**Directive a:**
Quote the patent claims below in full, word for word.

2. Device according to claim 1, wherein the hand-held unit comprises the control unit.

3. Device according to claim 1, wherein a power output of the propulsion drive is controllable in dependence on the distance measured.

4. Device according to claim 1, wherein a firing angle of the projectile in relation to the hand-held unit is controllable in dependence on the distance measured and/or in dependence on the power output of the propulsion drive.

5. Device according to claim 1, wherein the propulsion drive is electrically operable.

6. Device according to claim 5, wherein the propulsion drive comprises at least one rechargeable battery.

7. Device according to claim 6, wherein during operation, the hand-held unit is movable independently of the rechargeable battery.

8. Device according to claim 1, wherein the propulsion drive comprises a pump.

9. Device according to claim 8, wherein the pump is formed as a diaphragm pump.

10. Device according to claim 8, wherein the hand-held unit comprises a fluid container, which is fluidically connectable to the pump.

11. Device according to claim 10, wherein the pump is connectable to the fluid container in the manner of a force closure by way of a conical connection.

12. Device according to claim 10, wherein the fluid container comprises a cylinder with a piston that can be moved within the cylinder.

13. Device according to claim 12, wherein the piston and the cylinder form an exchangeable unit.

14. Device according to claim 10, wherein the distance measuring device comprises an ultrasonic sensor.

15. Device according to claim 1, wherein during operation, the hand-held unit is movable independently of container.

16. Device according to claim 1, wherein the hand-held unit has a receptacle for an insert, the insert optionally being formed as a fluid container insert or as a connecting element to a fluid container that is separate from the hand-held unit.

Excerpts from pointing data
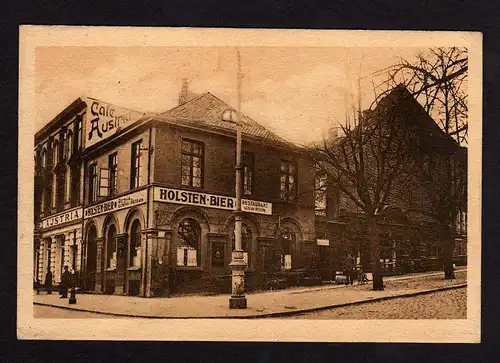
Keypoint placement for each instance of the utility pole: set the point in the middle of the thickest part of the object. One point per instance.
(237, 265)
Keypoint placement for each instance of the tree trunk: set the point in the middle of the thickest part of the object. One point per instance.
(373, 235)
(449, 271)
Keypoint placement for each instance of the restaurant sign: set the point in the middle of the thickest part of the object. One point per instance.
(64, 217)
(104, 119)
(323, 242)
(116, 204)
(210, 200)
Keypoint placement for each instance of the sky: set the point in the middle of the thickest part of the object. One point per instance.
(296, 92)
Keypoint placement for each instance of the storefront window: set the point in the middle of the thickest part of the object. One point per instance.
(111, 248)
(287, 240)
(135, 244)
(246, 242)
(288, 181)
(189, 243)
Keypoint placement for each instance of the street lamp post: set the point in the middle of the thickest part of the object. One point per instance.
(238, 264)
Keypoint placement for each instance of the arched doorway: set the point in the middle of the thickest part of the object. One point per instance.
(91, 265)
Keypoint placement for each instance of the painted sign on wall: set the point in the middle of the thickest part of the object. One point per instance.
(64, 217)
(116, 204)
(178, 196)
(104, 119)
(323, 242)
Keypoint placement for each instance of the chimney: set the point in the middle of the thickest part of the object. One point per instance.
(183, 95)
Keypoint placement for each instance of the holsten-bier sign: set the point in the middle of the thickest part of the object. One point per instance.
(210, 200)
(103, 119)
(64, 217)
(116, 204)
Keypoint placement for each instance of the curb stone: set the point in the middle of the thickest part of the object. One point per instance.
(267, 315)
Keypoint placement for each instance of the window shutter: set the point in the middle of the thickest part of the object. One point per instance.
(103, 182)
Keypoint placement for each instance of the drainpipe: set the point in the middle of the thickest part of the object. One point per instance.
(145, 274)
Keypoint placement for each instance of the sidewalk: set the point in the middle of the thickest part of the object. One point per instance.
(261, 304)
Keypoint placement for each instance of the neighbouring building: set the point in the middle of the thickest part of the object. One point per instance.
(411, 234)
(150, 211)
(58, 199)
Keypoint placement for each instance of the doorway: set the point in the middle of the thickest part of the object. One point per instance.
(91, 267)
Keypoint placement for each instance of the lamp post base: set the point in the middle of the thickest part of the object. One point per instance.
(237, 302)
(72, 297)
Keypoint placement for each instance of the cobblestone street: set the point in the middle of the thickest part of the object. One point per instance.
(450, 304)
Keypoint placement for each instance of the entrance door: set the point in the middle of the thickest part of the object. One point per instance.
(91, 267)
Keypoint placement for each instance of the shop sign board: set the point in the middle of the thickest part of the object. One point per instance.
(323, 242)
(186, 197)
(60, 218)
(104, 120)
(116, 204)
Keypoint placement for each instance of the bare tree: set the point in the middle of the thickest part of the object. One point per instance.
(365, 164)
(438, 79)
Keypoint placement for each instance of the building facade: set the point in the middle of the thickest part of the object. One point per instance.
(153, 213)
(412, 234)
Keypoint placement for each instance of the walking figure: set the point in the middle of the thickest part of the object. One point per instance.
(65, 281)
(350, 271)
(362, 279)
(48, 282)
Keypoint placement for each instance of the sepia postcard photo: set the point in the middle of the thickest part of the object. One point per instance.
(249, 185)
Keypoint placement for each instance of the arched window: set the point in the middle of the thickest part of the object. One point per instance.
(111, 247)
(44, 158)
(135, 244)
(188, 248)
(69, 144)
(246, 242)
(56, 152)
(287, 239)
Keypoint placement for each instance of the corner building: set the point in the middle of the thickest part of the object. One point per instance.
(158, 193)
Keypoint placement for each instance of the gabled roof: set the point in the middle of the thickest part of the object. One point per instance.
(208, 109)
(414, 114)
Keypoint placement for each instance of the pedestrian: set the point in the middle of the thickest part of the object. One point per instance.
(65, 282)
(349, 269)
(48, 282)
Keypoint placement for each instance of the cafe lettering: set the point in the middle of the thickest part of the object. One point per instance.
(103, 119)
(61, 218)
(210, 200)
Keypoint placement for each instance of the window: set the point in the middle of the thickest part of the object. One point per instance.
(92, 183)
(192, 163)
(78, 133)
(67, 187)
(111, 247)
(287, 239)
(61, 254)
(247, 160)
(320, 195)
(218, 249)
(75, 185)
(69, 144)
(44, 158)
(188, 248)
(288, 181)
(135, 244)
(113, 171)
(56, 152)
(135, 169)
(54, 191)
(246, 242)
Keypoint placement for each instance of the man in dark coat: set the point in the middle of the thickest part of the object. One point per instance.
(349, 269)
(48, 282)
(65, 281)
--
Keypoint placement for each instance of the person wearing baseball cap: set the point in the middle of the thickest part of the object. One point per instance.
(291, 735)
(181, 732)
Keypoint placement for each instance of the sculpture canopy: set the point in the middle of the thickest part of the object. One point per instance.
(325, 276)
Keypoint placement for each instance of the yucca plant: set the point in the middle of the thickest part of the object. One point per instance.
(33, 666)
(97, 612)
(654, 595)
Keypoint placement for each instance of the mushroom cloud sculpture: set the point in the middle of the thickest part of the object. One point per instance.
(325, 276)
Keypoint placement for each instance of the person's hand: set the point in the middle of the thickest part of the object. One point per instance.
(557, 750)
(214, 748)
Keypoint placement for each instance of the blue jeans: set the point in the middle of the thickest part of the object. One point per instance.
...
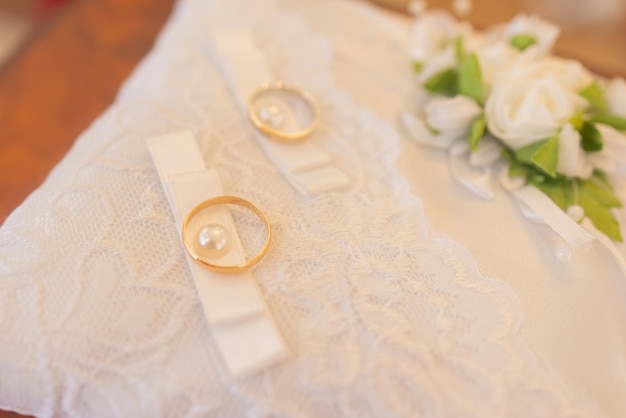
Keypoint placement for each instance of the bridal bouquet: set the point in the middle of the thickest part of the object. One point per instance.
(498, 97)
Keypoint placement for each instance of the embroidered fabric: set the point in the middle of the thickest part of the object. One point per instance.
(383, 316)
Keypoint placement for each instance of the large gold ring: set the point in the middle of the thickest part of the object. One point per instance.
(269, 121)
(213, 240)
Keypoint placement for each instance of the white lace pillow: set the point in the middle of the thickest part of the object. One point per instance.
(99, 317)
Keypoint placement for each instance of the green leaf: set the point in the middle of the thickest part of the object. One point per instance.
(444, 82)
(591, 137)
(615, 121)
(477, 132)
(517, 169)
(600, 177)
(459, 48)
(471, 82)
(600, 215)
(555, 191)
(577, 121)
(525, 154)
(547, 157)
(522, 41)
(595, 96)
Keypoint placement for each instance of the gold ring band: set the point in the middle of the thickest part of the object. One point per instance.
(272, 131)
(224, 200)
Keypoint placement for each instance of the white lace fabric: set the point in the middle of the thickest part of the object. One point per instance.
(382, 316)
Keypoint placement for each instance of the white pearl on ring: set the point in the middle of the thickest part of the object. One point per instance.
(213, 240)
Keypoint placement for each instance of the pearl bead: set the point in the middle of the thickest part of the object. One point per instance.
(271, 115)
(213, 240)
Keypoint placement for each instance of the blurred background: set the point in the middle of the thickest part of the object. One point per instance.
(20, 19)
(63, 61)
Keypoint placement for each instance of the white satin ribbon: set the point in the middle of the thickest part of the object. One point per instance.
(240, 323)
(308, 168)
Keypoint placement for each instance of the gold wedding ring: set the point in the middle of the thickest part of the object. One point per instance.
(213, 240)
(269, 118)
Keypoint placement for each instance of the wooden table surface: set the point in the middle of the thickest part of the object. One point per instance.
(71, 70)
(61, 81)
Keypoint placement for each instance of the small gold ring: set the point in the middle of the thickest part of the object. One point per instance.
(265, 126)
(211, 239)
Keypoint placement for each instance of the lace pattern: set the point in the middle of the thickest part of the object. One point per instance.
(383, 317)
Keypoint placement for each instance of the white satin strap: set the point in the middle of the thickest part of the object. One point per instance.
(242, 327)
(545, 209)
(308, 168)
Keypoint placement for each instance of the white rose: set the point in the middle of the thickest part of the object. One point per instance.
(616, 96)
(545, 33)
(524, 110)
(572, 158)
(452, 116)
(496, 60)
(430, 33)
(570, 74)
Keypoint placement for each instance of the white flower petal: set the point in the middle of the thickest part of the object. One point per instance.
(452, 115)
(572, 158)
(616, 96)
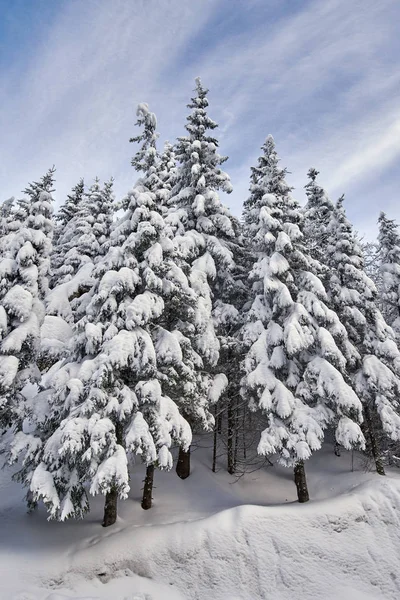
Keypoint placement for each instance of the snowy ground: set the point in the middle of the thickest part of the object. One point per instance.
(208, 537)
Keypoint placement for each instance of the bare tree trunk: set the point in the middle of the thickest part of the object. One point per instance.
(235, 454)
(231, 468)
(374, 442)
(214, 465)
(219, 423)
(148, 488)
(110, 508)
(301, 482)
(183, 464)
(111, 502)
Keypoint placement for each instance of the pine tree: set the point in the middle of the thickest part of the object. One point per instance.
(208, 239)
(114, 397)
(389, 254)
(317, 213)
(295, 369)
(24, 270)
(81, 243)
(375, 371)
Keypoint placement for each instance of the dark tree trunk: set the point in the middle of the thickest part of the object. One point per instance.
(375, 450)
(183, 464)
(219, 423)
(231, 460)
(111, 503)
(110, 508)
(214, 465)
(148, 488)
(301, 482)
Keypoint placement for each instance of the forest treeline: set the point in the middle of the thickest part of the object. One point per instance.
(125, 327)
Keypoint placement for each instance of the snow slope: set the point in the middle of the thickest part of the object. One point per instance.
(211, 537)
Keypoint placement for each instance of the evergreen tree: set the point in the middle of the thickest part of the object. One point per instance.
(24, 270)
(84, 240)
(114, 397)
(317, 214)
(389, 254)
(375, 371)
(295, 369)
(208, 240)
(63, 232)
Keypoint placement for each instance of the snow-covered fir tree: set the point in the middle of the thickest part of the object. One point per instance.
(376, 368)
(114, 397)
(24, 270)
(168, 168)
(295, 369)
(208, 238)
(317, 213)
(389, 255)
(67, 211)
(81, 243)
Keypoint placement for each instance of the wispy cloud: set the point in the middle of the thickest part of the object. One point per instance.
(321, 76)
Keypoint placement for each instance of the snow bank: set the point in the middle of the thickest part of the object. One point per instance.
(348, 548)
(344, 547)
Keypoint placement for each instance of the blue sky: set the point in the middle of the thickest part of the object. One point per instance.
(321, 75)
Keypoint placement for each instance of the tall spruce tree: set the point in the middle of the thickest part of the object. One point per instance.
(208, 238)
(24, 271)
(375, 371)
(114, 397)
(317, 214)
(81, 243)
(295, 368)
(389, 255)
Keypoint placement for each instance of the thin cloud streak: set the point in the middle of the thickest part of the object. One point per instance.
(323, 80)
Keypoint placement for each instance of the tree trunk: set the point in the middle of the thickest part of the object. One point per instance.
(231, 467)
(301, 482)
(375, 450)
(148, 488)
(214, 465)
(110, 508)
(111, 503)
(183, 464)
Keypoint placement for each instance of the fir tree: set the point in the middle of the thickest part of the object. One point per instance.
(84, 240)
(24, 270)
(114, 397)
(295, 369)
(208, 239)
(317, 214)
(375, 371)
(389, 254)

**Directive b:**
Pick out each line of the records above that contains the string "building", treating uppercase and lowercase as different.

**Right answer a:**
2. Device according to claim 1, wherein the hand-held unit comprises the control unit.

3. Device according to claim 1, wherein a power output of the propulsion drive is controllable in dependence on the distance measured.

4. Device according to claim 1, wherein a firing angle of the projectile in relation to the hand-held unit is controllable in dependence on the distance measured and/or in dependence on the power output of the propulsion drive.

5. Device according to claim 1, wherein the propulsion drive is electrically operable.

6. Device according to claim 5, wherein the propulsion drive comprises at least one rechargeable battery.

7. Device according to claim 6, wherein during operation, the hand-held unit is movable independently of the rechargeable battery.

8. Device according to claim 1, wherein the propulsion drive comprises a pump.

9. Device according to claim 8, wherein the pump is formed as a diaphragm pump.

10. Device according to claim 8, wherein the hand-held unit comprises a fluid container, which is fluidically connectable to the pump.

11. Device according to claim 10, wherein the pump is connectable to the fluid container in the manner of a force closure by way of a conical connection.

12. Device according to claim 10, wherein the fluid container comprises a cylinder with a piston that can be moved within the cylinder.

13. Device according to claim 12, wherein the piston and the cylinder form an exchangeable unit.

14. Device according to claim 10, wherein the distance measuring device comprises an ultrasonic sensor.

15. Device according to claim 1, wherein during operation, the hand-held unit is movable independently of container.

16. Device according to claim 1, wherein the hand-held unit has a receptacle for an insert, the insert optionally being formed as a fluid container insert or as a connecting element to a fluid container that is separate from the hand-held unit.

**Right answer b:**
Keypoint placement for each instance of the neighbouring building: set the point in the middle of the thickest part of the object. One point per instance.
Keypoint placement for each instance of the building facade: set the point in the middle of the thickest part of the object. One point per instance.
Keypoint placement for each instance of the corner building: set the point in the middle of the thickest part of the object. One point per instance.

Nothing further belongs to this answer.